**PROBLEM TO SOLVE**
Find each line in the listing below that contains the word "jersey" and copy it out. Uppercase and lowercase count as different.

**RECORDS FOR THE TASK**
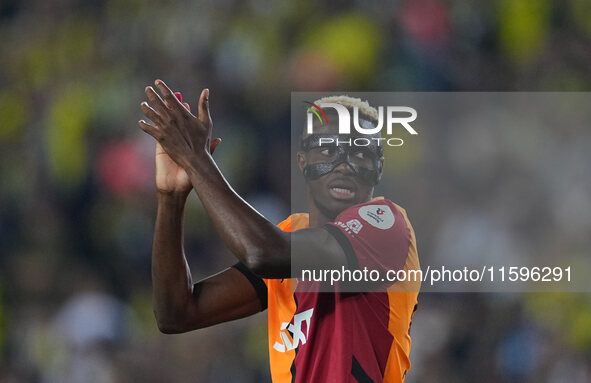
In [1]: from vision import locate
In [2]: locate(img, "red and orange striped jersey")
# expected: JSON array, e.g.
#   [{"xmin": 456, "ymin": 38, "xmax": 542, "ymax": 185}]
[{"xmin": 263, "ymin": 198, "xmax": 420, "ymax": 383}]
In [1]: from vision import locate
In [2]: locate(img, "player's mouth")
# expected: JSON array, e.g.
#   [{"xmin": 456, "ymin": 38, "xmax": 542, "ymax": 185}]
[{"xmin": 329, "ymin": 185, "xmax": 355, "ymax": 201}]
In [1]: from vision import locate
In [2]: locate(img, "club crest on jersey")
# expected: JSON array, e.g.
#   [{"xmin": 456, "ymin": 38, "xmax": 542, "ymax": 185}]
[
  {"xmin": 347, "ymin": 219, "xmax": 363, "ymax": 234},
  {"xmin": 273, "ymin": 308, "xmax": 314, "ymax": 352},
  {"xmin": 358, "ymin": 205, "xmax": 396, "ymax": 230}
]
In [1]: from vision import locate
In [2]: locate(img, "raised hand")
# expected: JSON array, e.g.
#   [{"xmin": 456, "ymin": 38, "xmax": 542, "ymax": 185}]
[{"xmin": 139, "ymin": 81, "xmax": 222, "ymax": 194}]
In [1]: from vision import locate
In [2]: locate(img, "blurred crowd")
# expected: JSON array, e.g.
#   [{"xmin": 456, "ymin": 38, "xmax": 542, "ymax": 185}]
[{"xmin": 0, "ymin": 0, "xmax": 591, "ymax": 383}]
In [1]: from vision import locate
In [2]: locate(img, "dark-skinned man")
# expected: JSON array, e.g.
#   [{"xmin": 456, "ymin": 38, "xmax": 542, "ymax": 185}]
[{"xmin": 139, "ymin": 80, "xmax": 419, "ymax": 383}]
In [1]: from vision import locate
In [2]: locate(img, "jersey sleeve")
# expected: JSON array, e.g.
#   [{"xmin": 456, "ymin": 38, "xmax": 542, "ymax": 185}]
[
  {"xmin": 232, "ymin": 262, "xmax": 268, "ymax": 310},
  {"xmin": 324, "ymin": 199, "xmax": 411, "ymax": 272}
]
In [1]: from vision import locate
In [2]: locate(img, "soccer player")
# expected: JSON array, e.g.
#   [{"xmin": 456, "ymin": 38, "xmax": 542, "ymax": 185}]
[{"xmin": 139, "ymin": 80, "xmax": 419, "ymax": 383}]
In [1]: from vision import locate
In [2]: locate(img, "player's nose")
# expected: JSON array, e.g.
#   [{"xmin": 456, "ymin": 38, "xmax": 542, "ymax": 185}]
[{"xmin": 334, "ymin": 162, "xmax": 355, "ymax": 174}]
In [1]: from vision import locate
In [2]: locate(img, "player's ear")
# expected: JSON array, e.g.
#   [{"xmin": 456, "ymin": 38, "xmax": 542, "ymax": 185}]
[{"xmin": 298, "ymin": 152, "xmax": 308, "ymax": 172}]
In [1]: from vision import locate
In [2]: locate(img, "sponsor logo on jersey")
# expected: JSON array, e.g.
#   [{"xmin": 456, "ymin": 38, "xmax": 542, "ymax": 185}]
[{"xmin": 358, "ymin": 205, "xmax": 396, "ymax": 230}]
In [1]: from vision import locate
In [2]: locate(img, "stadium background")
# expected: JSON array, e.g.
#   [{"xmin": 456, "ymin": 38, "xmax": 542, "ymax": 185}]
[{"xmin": 0, "ymin": 0, "xmax": 591, "ymax": 383}]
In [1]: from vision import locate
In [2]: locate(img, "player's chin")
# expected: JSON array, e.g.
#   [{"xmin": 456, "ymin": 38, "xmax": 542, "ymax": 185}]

**CORRECT RESPONSE**
In [2]: locate(img, "red and orange striped jersey")
In [2]: locate(img, "club crest on jersey")
In [2]: locate(img, "jersey sleeve")
In [2]: locate(img, "sponsor logo on jersey")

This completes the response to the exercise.